Data shown >>
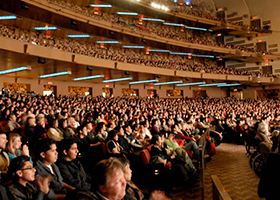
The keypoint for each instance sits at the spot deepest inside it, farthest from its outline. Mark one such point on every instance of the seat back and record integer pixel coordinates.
(145, 156)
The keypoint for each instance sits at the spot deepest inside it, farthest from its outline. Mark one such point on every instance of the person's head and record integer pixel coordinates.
(12, 117)
(69, 149)
(71, 122)
(113, 135)
(14, 143)
(109, 179)
(62, 123)
(3, 140)
(82, 131)
(30, 121)
(126, 169)
(46, 151)
(21, 170)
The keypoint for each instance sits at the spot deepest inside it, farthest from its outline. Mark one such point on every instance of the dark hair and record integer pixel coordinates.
(112, 134)
(43, 145)
(155, 138)
(65, 144)
(15, 165)
(103, 170)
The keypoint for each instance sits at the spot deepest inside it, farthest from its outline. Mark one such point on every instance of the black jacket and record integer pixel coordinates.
(74, 174)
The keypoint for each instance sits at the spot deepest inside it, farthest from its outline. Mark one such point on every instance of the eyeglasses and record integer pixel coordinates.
(29, 168)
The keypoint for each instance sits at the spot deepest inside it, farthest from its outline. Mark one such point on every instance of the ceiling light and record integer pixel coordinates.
(146, 81)
(87, 77)
(127, 13)
(78, 36)
(152, 19)
(107, 42)
(188, 84)
(168, 83)
(55, 74)
(45, 28)
(118, 79)
(8, 17)
(14, 70)
(134, 47)
(101, 5)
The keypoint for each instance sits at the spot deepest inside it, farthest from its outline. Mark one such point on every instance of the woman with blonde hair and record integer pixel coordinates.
(14, 148)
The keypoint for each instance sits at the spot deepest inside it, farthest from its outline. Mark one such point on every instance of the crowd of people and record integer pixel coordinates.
(189, 35)
(162, 60)
(64, 137)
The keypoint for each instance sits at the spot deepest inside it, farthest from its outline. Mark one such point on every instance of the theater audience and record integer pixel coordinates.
(46, 167)
(70, 167)
(14, 148)
(22, 173)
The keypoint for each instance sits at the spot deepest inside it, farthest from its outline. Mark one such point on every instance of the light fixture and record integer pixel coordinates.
(172, 24)
(229, 85)
(8, 17)
(101, 5)
(168, 83)
(134, 47)
(55, 74)
(127, 13)
(78, 36)
(116, 80)
(188, 84)
(87, 77)
(181, 54)
(107, 42)
(45, 28)
(146, 81)
(14, 70)
(203, 56)
(152, 19)
(158, 50)
(196, 28)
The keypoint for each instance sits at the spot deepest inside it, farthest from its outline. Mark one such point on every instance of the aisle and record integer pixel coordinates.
(231, 165)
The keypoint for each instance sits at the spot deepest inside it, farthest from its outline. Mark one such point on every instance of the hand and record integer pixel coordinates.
(25, 150)
(43, 183)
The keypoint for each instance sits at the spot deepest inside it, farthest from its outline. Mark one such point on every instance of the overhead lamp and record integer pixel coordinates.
(146, 81)
(107, 42)
(196, 28)
(55, 74)
(168, 83)
(101, 5)
(229, 85)
(134, 47)
(152, 19)
(173, 24)
(87, 77)
(188, 84)
(181, 54)
(158, 50)
(78, 36)
(45, 28)
(127, 13)
(8, 17)
(203, 56)
(116, 80)
(212, 84)
(15, 70)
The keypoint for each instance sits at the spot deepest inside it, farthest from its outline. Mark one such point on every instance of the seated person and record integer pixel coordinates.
(70, 168)
(54, 132)
(45, 165)
(23, 175)
(4, 158)
(178, 173)
(12, 123)
(108, 180)
(14, 149)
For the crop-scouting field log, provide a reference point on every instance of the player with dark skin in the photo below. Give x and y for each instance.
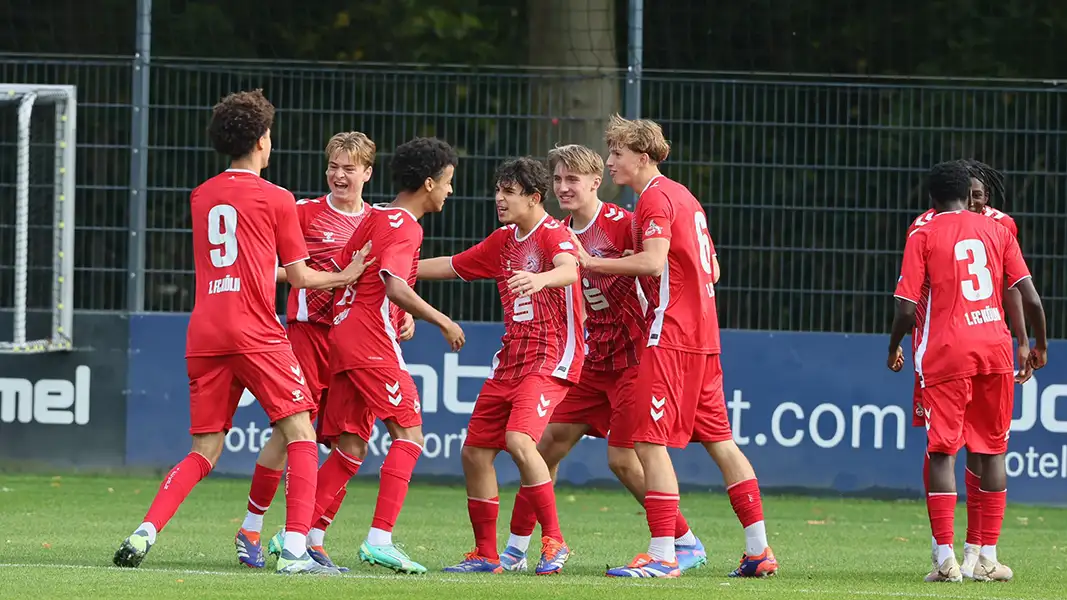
(942, 477)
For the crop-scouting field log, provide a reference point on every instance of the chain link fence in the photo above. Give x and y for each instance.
(809, 183)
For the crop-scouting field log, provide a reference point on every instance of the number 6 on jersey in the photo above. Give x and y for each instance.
(222, 231)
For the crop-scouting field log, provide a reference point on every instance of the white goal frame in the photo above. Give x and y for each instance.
(65, 100)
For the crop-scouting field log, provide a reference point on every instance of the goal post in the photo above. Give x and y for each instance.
(63, 100)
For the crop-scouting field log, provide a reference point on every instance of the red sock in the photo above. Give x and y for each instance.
(396, 474)
(992, 515)
(542, 498)
(328, 517)
(926, 473)
(333, 476)
(974, 508)
(176, 486)
(661, 509)
(523, 517)
(745, 499)
(483, 514)
(942, 510)
(681, 525)
(265, 483)
(303, 458)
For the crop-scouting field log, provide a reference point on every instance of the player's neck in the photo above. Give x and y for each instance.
(580, 217)
(951, 207)
(526, 225)
(410, 203)
(354, 205)
(247, 163)
(643, 178)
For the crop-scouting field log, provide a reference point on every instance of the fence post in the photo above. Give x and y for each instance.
(139, 159)
(635, 53)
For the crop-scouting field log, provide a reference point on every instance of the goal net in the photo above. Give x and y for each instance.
(37, 125)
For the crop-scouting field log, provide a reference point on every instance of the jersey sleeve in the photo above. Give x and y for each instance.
(1015, 266)
(289, 236)
(654, 215)
(913, 269)
(399, 246)
(481, 261)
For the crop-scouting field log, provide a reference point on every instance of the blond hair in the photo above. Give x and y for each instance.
(640, 136)
(361, 148)
(576, 159)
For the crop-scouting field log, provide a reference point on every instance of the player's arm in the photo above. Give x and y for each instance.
(436, 269)
(300, 275)
(649, 262)
(912, 275)
(400, 294)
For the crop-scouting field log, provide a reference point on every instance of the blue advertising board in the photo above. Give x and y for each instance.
(814, 411)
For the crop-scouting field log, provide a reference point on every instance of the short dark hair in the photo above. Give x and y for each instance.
(991, 178)
(238, 122)
(949, 182)
(415, 160)
(528, 173)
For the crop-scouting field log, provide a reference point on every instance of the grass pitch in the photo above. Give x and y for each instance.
(58, 535)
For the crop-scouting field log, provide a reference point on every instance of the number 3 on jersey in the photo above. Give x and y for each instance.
(974, 252)
(222, 231)
(704, 240)
(523, 310)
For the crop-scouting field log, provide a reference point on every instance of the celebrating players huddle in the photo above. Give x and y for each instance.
(610, 330)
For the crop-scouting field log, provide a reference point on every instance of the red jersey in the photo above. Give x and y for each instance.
(364, 333)
(684, 317)
(242, 224)
(966, 258)
(327, 230)
(997, 216)
(616, 309)
(542, 333)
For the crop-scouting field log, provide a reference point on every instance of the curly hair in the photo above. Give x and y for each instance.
(949, 182)
(419, 158)
(991, 178)
(238, 122)
(528, 173)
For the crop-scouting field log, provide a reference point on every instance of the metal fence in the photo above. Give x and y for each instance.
(809, 183)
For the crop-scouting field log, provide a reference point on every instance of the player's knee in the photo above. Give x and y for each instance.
(209, 445)
(624, 463)
(297, 427)
(475, 459)
(521, 446)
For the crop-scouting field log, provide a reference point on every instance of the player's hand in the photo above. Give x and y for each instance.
(895, 362)
(359, 264)
(454, 334)
(525, 284)
(407, 328)
(1025, 372)
(1038, 358)
(583, 255)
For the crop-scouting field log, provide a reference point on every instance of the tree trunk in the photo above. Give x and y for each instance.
(577, 90)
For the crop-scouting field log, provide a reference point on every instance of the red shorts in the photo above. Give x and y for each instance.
(918, 417)
(311, 345)
(361, 395)
(973, 411)
(604, 400)
(513, 405)
(216, 385)
(679, 398)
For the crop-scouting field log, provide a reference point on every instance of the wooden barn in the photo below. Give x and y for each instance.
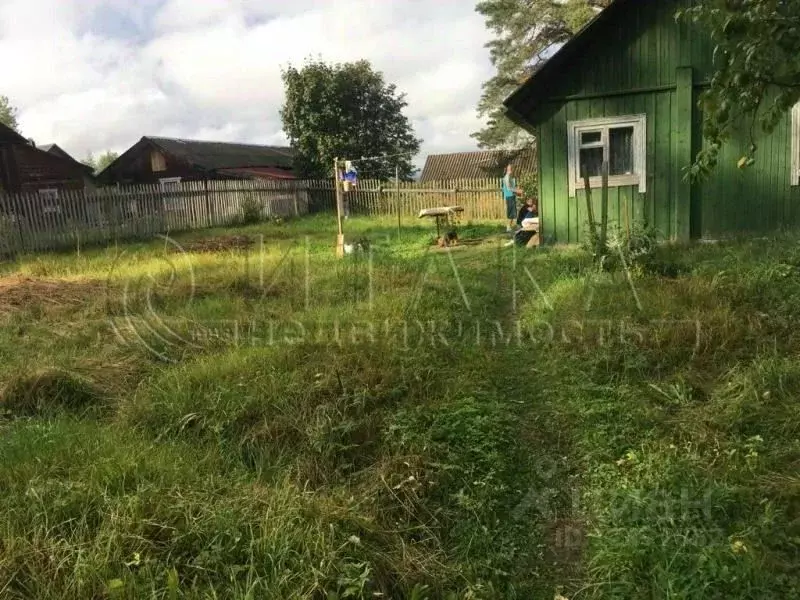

To do >> With the pictures removed, the entries above should be transcribed exactly.

Solution for this task >>
The keypoint for each instance sits at the spot deepest inside it, farthest from its outline. Mark one such point on every instance of the seat back and record integer pixel coordinates.
(145, 156)
The keypoint for each instance sits at the spot deepest inside it, farthest from its outline. Mark one such point on every instance of the person's head and record integer pixel coordinates.
(12, 117)
(69, 149)
(71, 122)
(113, 135)
(14, 143)
(109, 179)
(62, 123)
(3, 140)
(82, 131)
(30, 121)
(126, 169)
(46, 151)
(21, 170)
The keypoint for each instance sits at the spot deepest inside it, farthest from its outline. Mark one such point on every instance of the dark hair and record integer pixel coordinates.
(112, 134)
(43, 145)
(155, 138)
(65, 144)
(15, 165)
(103, 170)
The keypoint for each instance sits at the spot deepest inside it, farthest from its outline. Mark one such point on every instance of the black jacket and record integer pixel coordinates.
(74, 174)
The keypoint for each instance sits at the spot deepest inside it, farthest from its outline. Mark one such point on every instance of the eyeglasses and record integer pixel coordinates.
(29, 168)
The keypoint for each instance sits at the spot deepest inside it, farthest from its outline. Mark one such point on every instance of the ceiling light and record integer pixel coordinates.
(146, 81)
(87, 77)
(127, 13)
(78, 36)
(152, 19)
(107, 42)
(188, 84)
(168, 83)
(55, 74)
(45, 28)
(118, 79)
(8, 17)
(14, 70)
(134, 47)
(101, 5)
The keypoint for each instance sits at the spot deepest inside it, farthest from its outline. Mark one such point on every instance of the woman with blonde hair and record integer pixel coordinates.
(14, 148)
The keypoint for each instance sits at the spot deepest inside it, farthest from its outline. Mark one such point on every instance of the crowd of people and record integer pixel coordinates.
(189, 35)
(162, 60)
(64, 137)
The keypoint for each instance sits at the spot deepest inside it, farthest from its outline. Mark one such point on every instance of the theater audience and record integer pixel coordinates.
(46, 167)
(70, 167)
(14, 148)
(22, 173)
The keypoint for each instance sits at the spot deepest inside it, farthest from its outline. Mark one such point on every instance of the light fixture and record integer pixel coordinates.
(172, 24)
(229, 85)
(8, 17)
(101, 5)
(168, 83)
(134, 47)
(55, 74)
(127, 13)
(78, 36)
(116, 80)
(188, 84)
(87, 77)
(181, 54)
(107, 42)
(45, 28)
(146, 81)
(14, 70)
(203, 56)
(152, 19)
(158, 50)
(196, 28)
The keypoint for each instance sits at the spot deepest inside it, farthest from its outline. Mark one such point on every instance of the aisle and record integer pixel coordinates.
(231, 165)
The keypoint for each instance sits at the spot deepest inside it, farthest from its outline. Mark one such point on every instance of the hand and record integer pixel coordinates.
(25, 150)
(43, 183)
The keypoint for each instance sits at the spot deepest inside it, farthest from its outline. Mark one such point on every instance of the overhead lamp and record integer pixel coordinates.
(146, 81)
(107, 42)
(196, 28)
(55, 74)
(168, 83)
(101, 5)
(229, 85)
(134, 47)
(152, 19)
(173, 24)
(87, 77)
(188, 84)
(181, 54)
(158, 50)
(78, 36)
(45, 28)
(127, 13)
(8, 17)
(203, 56)
(116, 80)
(212, 84)
(15, 70)
The keypoint for each instance sits at the spot deepest inside it, farthest from its outline. Mark one such point on every instance of the seated person and record integer pixel coordinates.
(70, 168)
(54, 132)
(45, 165)
(23, 175)
(4, 158)
(178, 173)
(12, 123)
(108, 180)
(14, 149)
For the crop-scouting field log, provide a reference point on every instance of the player with dark skin in the photo below. Give x and y for each instance.
(942, 477)
For the crop-scouting field log, provide a reference point on every instance of the chain link fence in the photo above. Give x and y for each instance.
(809, 183)
For the crop-scouting field log, provide a reference point on every instance of the number 6 on jersey in the photo above. Give x and y for each instance.
(222, 231)
For the crop-scouting field log, provide a reference point on every instance of the white goal frame in the photo above. Give x and y for each instance.
(65, 100)
For the crop-scouting field log, provide a reference point on every instance of the goal post in the photo above. Give x and y for each instance.
(63, 100)
For the crop-scouting field log, provide a reference point on every instance of the red sock in the photo above. Give x and y for each instance.
(396, 474)
(992, 515)
(542, 498)
(328, 517)
(926, 473)
(333, 476)
(974, 508)
(176, 486)
(661, 509)
(523, 517)
(745, 499)
(483, 514)
(942, 510)
(681, 525)
(265, 483)
(303, 458)
For the crop-scouting field log, provide a reference point on every instance of the player's neck in the photo above. Give x and y for each instance.
(580, 217)
(951, 207)
(526, 225)
(410, 203)
(354, 205)
(247, 163)
(643, 178)
For the crop-scouting field log, provide a reference point on every instance of the fence post in the photo above. Give x and y for each instance.
(139, 159)
(635, 53)
For the crop-scouting field log, provide a reference point on every instance of the goal net in the photo above. Give x and y for each instance.
(37, 125)
For the crop-scouting field log, provide a reference point on every instance of the jersey sleeve in the photo above. Give x and y for each instance.
(1015, 266)
(289, 236)
(654, 215)
(913, 269)
(399, 246)
(481, 261)
For the crop-scouting field log, provide a reference point on every instance of the blond hair in the photo above. Give x and y for each instance.
(640, 136)
(361, 148)
(576, 159)
For the crop-scouting field log, provide a reference point on every instance of the player's arm in the photo above. Give x and y for each instance.
(436, 269)
(300, 275)
(649, 262)
(912, 275)
(400, 294)
For the crop-scouting field log, provide a reference point on every instance of the blue advertising board in the photo above. Give x and y for each instance.
(814, 411)
For the crop-scouting field log, provide a reference point on every instance of the short dark hair in the photo above. Give x and y for each instance.
(991, 178)
(238, 122)
(949, 182)
(415, 160)
(528, 173)
For the crop-scouting field log, provide a reference point on every instance of the grass pitch in the photo above. Give x and y for each instance.
(58, 535)
For the crop-scouting field log, provide a reference point on every instance of the number 3 on jersey in the photo above. Give x and y for each instance.
(974, 252)
(222, 231)
(704, 240)
(523, 310)
For the crop-scouting field log, provide a reference point on every instance of the celebrating players huddle in the photo above. Give x and y for each instance.
(610, 330)
For the crop-scouting field log, provide a reference point on every instance of the red jersey in the photo above. Give x and y for each instance.
(364, 333)
(684, 317)
(242, 224)
(966, 258)
(327, 230)
(997, 216)
(616, 309)
(542, 333)
For the crop-scouting field log, provide a reference point on every instance of the curly hair in the photo above. Give x and y for each instance.
(949, 182)
(419, 158)
(991, 178)
(238, 122)
(528, 173)
For the crop-scouting field log, provide a reference point on every instance of the metal fence in the photo above. Give x and y for each instance.
(809, 183)
For the crop-scouting field log, provide a reference point on every instance of the player's knee in the photo above. Give x and y for each instance.
(209, 445)
(624, 463)
(297, 427)
(475, 459)
(521, 446)
For the crop-scouting field log, provide a reference point on every instance of the player's hand in the photo above. Give x and y for each instance.
(895, 362)
(359, 264)
(454, 334)
(525, 284)
(407, 328)
(1025, 372)
(1038, 358)
(583, 255)
For the crop-scouting field log, provide a reference point on every instance of the tree trunk in the photo above. Give x and y for each instance.
(577, 90)
For the crop-scouting field log, provide a reference point on every instance of the red shorts in the photo above. Give x and y for each instance.
(918, 417)
(311, 345)
(361, 395)
(973, 411)
(604, 400)
(513, 405)
(216, 385)
(679, 398)
For the crop-scouting field log, provide a reference point on every instance of the wooden barn in the photo below. Give x and y for each instance.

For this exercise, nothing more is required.